- **Consegna assegnata 1**: Nei record, riporti il tratto dalla riga che contiene "For this drill the class indicates the canopy" fino a quella che contiene "For this drill the class indicates the mannequin", rinominando "drill" in "exercise" e lasciando invariato tutto il resto.
━━━ Estratto
# Report: scandalo procuratori nel calcio.



## wildfrank (3 Giugno 2021)

Come anticipato da alcuni promo in onda sulle reti nazionali, lunedì 7 giugno su rai3 alle 21:20, nella trasmissione Report condotta da Sigfrido Ranucci, si affronterà il tema del ruolo dei procuratori nel calcio.


----------



## wildfrank (3 Giugno 2021)

Evidentemente, tutti si sono accorti che il signor Raiola ha tirato troppo la corda. 

Attendiamo con fiducia che in qualche trasmissione avvenire si parli anche dello scudetto dell'Inter, conquistato con giocatori a noleggio.


----------



## pazzomania (3 Giugno 2021)

wildfrank;2354948 ha scritto:


> Come anticipato da alcuni promo in onda sulle reti nazionali, lunedì 7 giugno su rai3 alle 21:20, nella trasmissione Report condotta da Sigfrido Fanucci, si affronterà il tema del ruolo dei procuratori nel calcio.



Qualsiasi cosa verrà fuori da questa trasmissione, sarà comunque il 50% di quello che c'è davvero.

Paradisi fiscali, partite di giro, traffici vari, residenze ecc ecc

Chissà che si sono inventati questi avvoltoi.


----------



## wildfrank (3 Giugno 2021)

pazzomania;2354954 ha scritto:


> Qualsiasi cosa verrà fuori da questa trasmissione, sarà comunque il 50% di quello che c'è davvero.
> 
> Paradisi fiscali, partite di giro, traffici vari, residenze ecc ecc
> 
> Chissà che si sono inventati questi avvoltoi.



In ogni caso mi aspetto l' elogio di Maldini, per non aver ceduto alle richieste del gordo.


----------



## sacchino (3 Giugno 2021)

wildfrank;2354948 ha scritto:


> Come anticipato da alcuni promo in onda sulle reti nazionali, lunedì 7 giugno su rai3 alle 21:20, nella trasmissione Report condotta da Sigfrido Ranucci, si affronterà il tema del ruolo dei procuratori nel calcio.


----------



## Marilson (3 Giugno 2021)
━━━━━━
- **Consegna assegnata 2**: Prosegua la discussione del forum sulla puntata di Report dedicata ai procuratori nel calcio, partendo da dove si ferma.
━━━ Record mostrati
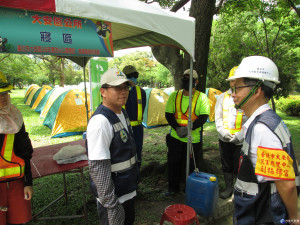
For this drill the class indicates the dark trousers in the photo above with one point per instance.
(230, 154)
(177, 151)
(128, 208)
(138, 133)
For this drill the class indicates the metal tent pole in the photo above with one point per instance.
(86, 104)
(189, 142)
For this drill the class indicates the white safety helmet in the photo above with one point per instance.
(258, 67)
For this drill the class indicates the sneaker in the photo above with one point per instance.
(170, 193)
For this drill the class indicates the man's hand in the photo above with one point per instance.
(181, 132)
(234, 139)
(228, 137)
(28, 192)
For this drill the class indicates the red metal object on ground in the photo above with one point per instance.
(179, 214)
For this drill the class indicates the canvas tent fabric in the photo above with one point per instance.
━━━━━━
━━━ Record mostrati
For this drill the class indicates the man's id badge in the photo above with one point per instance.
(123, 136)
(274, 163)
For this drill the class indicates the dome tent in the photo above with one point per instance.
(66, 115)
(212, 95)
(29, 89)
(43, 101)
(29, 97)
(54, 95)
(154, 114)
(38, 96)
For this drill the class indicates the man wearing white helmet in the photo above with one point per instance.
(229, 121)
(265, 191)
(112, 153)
━━━━━━
━━━ Record mostrati
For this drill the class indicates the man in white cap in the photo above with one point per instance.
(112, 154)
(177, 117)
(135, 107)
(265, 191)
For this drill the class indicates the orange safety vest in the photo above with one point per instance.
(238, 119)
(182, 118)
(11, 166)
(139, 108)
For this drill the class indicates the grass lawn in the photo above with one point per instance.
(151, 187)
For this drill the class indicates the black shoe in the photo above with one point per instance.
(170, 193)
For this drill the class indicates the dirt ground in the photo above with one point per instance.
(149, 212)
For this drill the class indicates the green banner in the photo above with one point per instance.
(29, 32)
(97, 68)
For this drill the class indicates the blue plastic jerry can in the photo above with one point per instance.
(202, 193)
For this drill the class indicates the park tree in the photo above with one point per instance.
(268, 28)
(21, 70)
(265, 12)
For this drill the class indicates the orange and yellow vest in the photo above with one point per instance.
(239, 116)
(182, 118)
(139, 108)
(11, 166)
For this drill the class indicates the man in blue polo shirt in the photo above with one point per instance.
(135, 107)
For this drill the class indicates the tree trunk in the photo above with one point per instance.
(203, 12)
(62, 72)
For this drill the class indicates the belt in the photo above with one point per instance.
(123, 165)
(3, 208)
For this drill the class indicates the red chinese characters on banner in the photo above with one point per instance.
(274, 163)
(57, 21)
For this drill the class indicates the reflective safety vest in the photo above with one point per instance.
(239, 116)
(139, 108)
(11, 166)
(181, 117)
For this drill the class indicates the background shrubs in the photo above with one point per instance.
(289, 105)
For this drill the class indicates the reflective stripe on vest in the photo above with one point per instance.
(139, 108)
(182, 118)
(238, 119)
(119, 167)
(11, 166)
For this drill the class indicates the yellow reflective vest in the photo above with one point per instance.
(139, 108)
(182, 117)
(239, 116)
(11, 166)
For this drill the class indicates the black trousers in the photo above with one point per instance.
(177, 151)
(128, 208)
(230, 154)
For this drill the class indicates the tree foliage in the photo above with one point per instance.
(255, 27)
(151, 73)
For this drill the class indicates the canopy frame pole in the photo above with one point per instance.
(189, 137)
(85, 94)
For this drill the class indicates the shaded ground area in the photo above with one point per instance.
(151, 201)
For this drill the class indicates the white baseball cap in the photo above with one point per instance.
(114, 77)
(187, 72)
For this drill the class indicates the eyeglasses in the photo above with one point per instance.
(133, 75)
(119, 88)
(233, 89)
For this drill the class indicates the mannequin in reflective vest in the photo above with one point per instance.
━━━━━━
- **Risultato finale 1**:
For this exercise the class indicates the canopy frame pole in the photo above with one point per instance.
(189, 137)
(85, 94)
For this exercise the class indicates the shaded ground area in the photo above with one point per instance.
(151, 201)
For this exercise the class indicates the white baseball cap in the photo above with one point per instance.
(114, 77)
(187, 72)
For this exercise the class indicates the eyeglasses in the photo above with one point per instance.
(133, 75)
(119, 88)
(233, 89)
For this exercise the class indicates the mannequin in reflective vest in the photo above with one point per instance.

- **Risultato finale 2**:
e' evidente che quando qualcuno di questi finira' al gabbio sara' il momento di stappare una bottiglia di quella buona


----------



## sacchino (3 Giugno 2021)

Faccio una previsione.

Dietro ai procuratori ci stanno i dirigenti ed i presidenti delle società i quali utilizzano lo stratagemma delle commissioni per intascarsi i soldi in nero ad esempio: Raiola (residente a Montecarlo) intasca 400 milioni all'anno di commissioni, li deposita su un conto a Montecarlo (esentasse) e poi da li partono per i vari conti (in Turchia, a Guadalupe, a Cuba...) intestati ai soliti noti.

Ecco spiegato il motivo per cui le trattative durano un'intera sessione di mercato, vanno fatte le spartizioni delle commissioni, e dunque il motivo per cui una proprietà Americana come la nostra fatica a capire questa storia delle commissioni (quasi tipicamente latina) d'altronde non sarebbero la prima società capitalistica del mondo.


----------



## pazzomania (3 Giugno 2021)

sacchino;2354976 ha scritto:


> Faccio una previsione.
> 
> Dietro ai procuratori ci stanno i dirigenti ed i presidenti delle società i quali utilizzano lo stratagemma delle commissioni per intascarsi i soldi in nero ad esempio: Raiola (residente a Montecarlo) intasca 400 milioni all'anno di commissioni, li deposita su un conto a Montecarlo (esentasse) e poi da li partono per i vari conti (in Turchia, a Guadalupe, a Cuba...) intestati ai soliti noti.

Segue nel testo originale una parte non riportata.